Repeat the data verbatim.

(Data extracted from a collection)
______________________________

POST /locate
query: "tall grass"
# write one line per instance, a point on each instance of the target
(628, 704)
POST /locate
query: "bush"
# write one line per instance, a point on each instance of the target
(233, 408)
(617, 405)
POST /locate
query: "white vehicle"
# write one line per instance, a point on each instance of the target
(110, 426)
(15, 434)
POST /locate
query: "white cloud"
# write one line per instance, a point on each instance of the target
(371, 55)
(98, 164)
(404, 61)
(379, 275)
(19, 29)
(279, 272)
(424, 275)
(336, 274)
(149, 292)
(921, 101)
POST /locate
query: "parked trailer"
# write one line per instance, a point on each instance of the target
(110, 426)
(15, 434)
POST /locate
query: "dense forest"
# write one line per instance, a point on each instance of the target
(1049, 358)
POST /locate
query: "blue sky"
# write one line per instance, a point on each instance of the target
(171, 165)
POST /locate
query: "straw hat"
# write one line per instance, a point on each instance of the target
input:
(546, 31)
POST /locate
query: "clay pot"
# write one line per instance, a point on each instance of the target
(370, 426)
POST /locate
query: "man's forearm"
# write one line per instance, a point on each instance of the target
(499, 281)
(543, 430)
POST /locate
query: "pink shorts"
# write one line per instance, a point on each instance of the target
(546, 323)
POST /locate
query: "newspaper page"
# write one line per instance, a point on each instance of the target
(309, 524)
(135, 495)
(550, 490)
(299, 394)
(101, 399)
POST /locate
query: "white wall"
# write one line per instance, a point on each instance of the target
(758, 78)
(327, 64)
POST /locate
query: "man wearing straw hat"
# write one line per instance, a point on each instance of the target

______________________________

(Solution):
POST /locate
query: "tall grass"
# write one line per instance, a point on each instance of the target
(628, 704)
POST /locate
query: "bush"
# write one line per instance, a point on each instance of the target
(233, 408)
(617, 405)
POST /locate
query: "white vehicle"
# write one line per instance, a point on each instance of the target
(110, 426)
(15, 434)
POST /locate
query: "white cloud"
# write one line per instance, a point on each instance of the target
(371, 55)
(98, 164)
(404, 61)
(379, 275)
(19, 29)
(279, 272)
(424, 275)
(336, 274)
(149, 292)
(921, 101)
POST /locate
query: "parked trailer"
# write one line per instance, a point on each instance of the target
(110, 426)
(15, 434)
POST /locate
query: "dense forest"
# write one line per instance, a point on each instance of the target
(1049, 358)
POST /locate
query: "blue sky"
# write one line per instance, a point on each instance of the target
(171, 165)
POST /locate
query: "straw hat"
# write one line per instance, a point on each instance of the target
input:
(546, 31)
POST /locate
query: "clay pot"
# write one line per instance, a point on each instance of the target
(370, 426)
POST /locate
query: "man's forearm"
# write one line per instance, a point on each instance of the target
(499, 281)
(543, 430)
POST /locate
query: "pink shorts"
# write one line per instance, a point on each instance of the target
(546, 323)
POST /locate
query: "newspaper page"
# write one line per instance, a point on each instance of the target
(309, 524)
(135, 495)
(550, 490)
(299, 394)
(101, 399)
POST /locate
query: "white wall"
# write one line per instance, a point on each instance of the target
(758, 78)
(327, 64)
POST /locate
query: "man wearing straw hat"
# write one line per instance, a point on each instance of the target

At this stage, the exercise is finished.